I'm not suggesting for a second that you have sympathy for Harper, but just stop and reflect on what he's calling the prime minister. DW's speech was singularly visceral, vitriolic, and vindictive.

Think about the stakes. This was no ordinary speech. It was made on the eve of a federal election which everyone knew that the target of that vitriol was going to win.

Whatever your political views, one thing cannot be doubted: this was an incredibly risky move. DW was taking a huge political gamble. He was rolling the dice in a high stakes game of chicken.

But there were two problems with this game: 1) he was gambling with the public's money, not his own; 2) the odds were stacked so high against him that it's hard to believe that this speech was really about whether Harper won a minority or a majority government.

The two lines in italics get the closest to what was really going on here. Harper allegedly said that he didn't need NL to win a federal election. That's an incredibly nasty and dismissive thing for a prime minister to say, but in terms of pure, Machiavellian politics, it was true: he won the election without any MPs from NL, and he's governing the country today without any MPs from NL.

DW's response was, essentially, screw you! If you dismiss us, we'll dismiss you. That may work well on the playground, but federal-provincial relations is an entirely different matter. Last month, Orwellian News reflected on the options DW had before him: http://orwellianspin.blogspot.com/2009/03/paradoxes-and-polemics.html
http://orwellianspin.blogspot.com/2009/03/abc-redux.html

Imagine that you're in charge of a regional office in a much larger corporation. Your boss is a jerk and you hate him, but you have to work with him nonetheless. You may despise the little creep, but you have to work with him to ensure that your regional office gets its fair share of funding and support. So what's the best way to achieve your goals?

You could throw a fit during a meeting, froth at the mouth, call him every name in the book, and launch a scorched-earth war against him. You could do this right away, before you have lined up sufficient support from the other regional offices, and while your boss is in a relatively strong position.

Alternately, you could smile when he jerks you around, bide your time, keep him in the dark, and maximize your short-term position while you pursue your long-term goal of removing him. You could wait for the right moment to act decisely when conditions are ripe for success. I leave it to you to decide which tactic is the dumb one.

But, in retrospect, I think dumbness explains only part of the puzzle. Another important part is recklessness: Dangovt seems addicted to risky behaviour and unnecessary brinksmanship.

Whether it's meddling with the MUN presidential search, antagonizing the nurses, or allowing Wiseman to remain in cabinet, Dangovt has shown a consistent pattern of recklessness.

This recklessness gets sold to the public in various guises -- passion, pride, patiotism, optimism, determination -- but let's not lose sight that it is, in the end, risky business.

══════════════════════════════

*GOAL A*
Print the records below word for word, leaving out the pictures.
The passage above has no connection to the records that follow.

══════════════════════════════

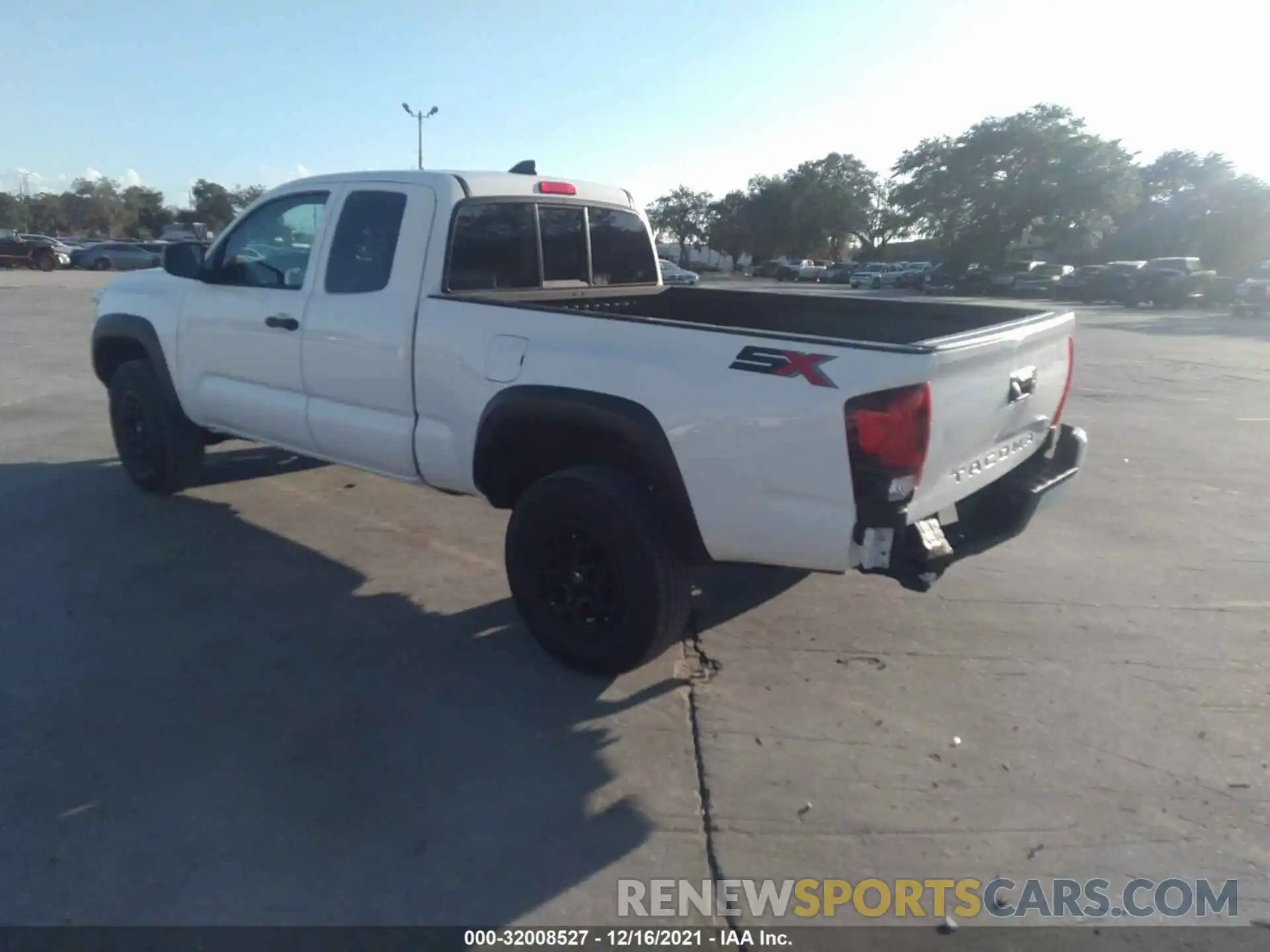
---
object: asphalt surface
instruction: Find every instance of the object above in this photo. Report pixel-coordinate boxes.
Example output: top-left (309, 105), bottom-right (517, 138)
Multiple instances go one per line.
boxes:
top-left (0, 272), bottom-right (1270, 938)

══════════════════════════════

*GOAL B*
List the actions that the passage about DW's speech gives as examples of Dangovt's consistent pattern of recklessness.

*FINISHED ANSWER A*
---
object: asphalt surface
instruction: Find every instance of the object above in this photo. Report pixel-coordinate boxes.
Example output: top-left (309, 105), bottom-right (517, 138)
Multiple instances go one per line.
boxes:
top-left (0, 272), bottom-right (1270, 938)

*FINISHED ANSWER B*
- Meddling with the MUN presidential search
- Antagonizing the nurses
- Allowing Wiseman to remain in cabinet